═════ READING TEXT
While turning out National Junior free style and backstroke champions, Brooks nevertheless seems to have specialized in the orthodox breaststroke.

Rider's Percy Belvin set the British mark of 2:27.8 at the Empire Games in Australia, but Leonard Spence, who swam on the U.S. Olympic team in 1936, set the world record in 2:25 flat. As a sidelight, Brooks also coached Elsie Petri, the girl who held the women's world 500 and 600-yard breaststroke marks.

Swimming became a major sport at Rider, and Rider's swimming team began to have major effects. It left its normal class and took on the powers. The only squad in history to beat Yale in all four individual free style events at New Haven was the 1937-38 team coached by Brooks.

But after ten years at Rider, Brooks left in 1939 for the Women's City Club of Detroit. He remained there through the war, but when the University of Detroit revived it athletic program in 1945, Brooks moved over into its coaching berth and compiled a 7-1 record.

Meanwhile, in Cambridge. Hal Ulen was looking for someone to help him with the swimming program that had started up again here. He invited Brooks down in the fall of 1946, and Brooks in six years has become an irreplaceable fixture.

Brooks is a soft-spoken coach. His interest in his boys and his concerned attentiveness in working out not only their swimming but all their other problems has won him high devotion at the I.A.B. pool.
══════════
═════ EXCERPTED DATA
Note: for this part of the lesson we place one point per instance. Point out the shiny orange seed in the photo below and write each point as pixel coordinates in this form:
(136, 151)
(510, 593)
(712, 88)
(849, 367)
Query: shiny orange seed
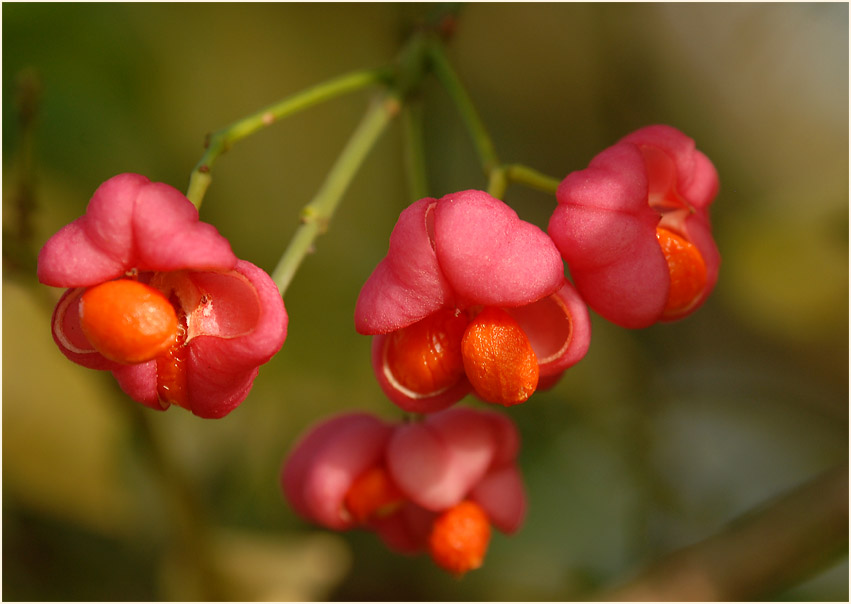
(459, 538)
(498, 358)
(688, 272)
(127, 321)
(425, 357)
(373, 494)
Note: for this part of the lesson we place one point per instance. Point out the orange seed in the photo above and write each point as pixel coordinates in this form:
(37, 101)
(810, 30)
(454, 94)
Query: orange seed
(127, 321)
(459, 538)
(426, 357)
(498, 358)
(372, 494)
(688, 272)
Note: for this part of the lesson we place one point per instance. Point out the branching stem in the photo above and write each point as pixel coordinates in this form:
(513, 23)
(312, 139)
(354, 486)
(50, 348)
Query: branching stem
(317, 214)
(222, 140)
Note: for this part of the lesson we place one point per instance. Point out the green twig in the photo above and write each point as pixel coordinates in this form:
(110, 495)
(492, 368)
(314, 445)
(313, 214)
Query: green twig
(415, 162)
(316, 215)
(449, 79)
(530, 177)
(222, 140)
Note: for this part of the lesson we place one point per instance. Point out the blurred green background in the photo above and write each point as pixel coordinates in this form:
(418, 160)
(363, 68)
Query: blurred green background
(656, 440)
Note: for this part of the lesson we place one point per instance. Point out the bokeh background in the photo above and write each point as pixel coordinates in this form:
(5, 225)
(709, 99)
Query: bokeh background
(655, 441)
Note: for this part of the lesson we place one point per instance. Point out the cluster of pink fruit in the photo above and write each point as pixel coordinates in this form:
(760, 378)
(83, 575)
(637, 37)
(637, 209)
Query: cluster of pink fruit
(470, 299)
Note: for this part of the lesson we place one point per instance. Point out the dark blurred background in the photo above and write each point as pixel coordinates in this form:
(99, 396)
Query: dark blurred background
══════════
▶ [EXERCISE INSTRUCTIONS]
1 - Retype the stretch of the text on swimming coach Brooks from "But after ten" through "an irreplaceable fixture.".
2 - Pick up the text on swimming coach Brooks after its final sentence and keep writing.

▶ [ANSWERS FOR EACH ITEM]
1 -
But after ten years at Rider, Brooks left in 1939 for the Women's City Club of Detroit. He remained there through the war, but when the University of Detroit revived it athletic program in 1945, Brooks moved over into its coaching berth and compiled a 7-1 record.

Meanwhile, in Cambridge. Hal Ulen was looking for someone to help him with the swimming program that had started up again here. He invited Brooks down in the fall of 1946, and Brooks in six years has become an irreplaceable fixture.

2 -
He doesn't hide any pride over his swimmers' accomplishments, such as the 1:35.1 200-yard free style relay his freshmen swam into the Crimson records last year. But it is always pride over what they did and when they won, how they won. When his charges lose, Brooks whispers sorrowfully in your ear. "They tried awful hard, they tried their darndest, but we lost." In losing, it's always "we".

For this reason, his teams and fellow coaches swear by him. As Ulen put it, "Bill can take the worst swimmer in the world, put his arm around him, talk to him, and convince him he should be in the Olympics."

Perhaps this is because Brooks is an Olympic coach. For 14 years he was official swimming coach for the Bermuda Athletic Association, and as such he took teams to Berlin in 1936, London in 1948, and Helsinki in 1952.

Since his wife's illness, Brooks has confined his work to Cambridge. He idolizes Ulen ("He's the real coach, not the guy who gets the ready-made swimmers,") and though he could be a varsity coach almost anywhere he chose to go, he wants to stay with him.

Ulen, on his part, does not know of a finer man than Brooks. "He's no hot-shot rah-rah guy--he's a solid, patient, teaching coach. There isn't a better man to take over this varsity when the retirement rules get me. Bill's a gentleman, and he knows hs onions."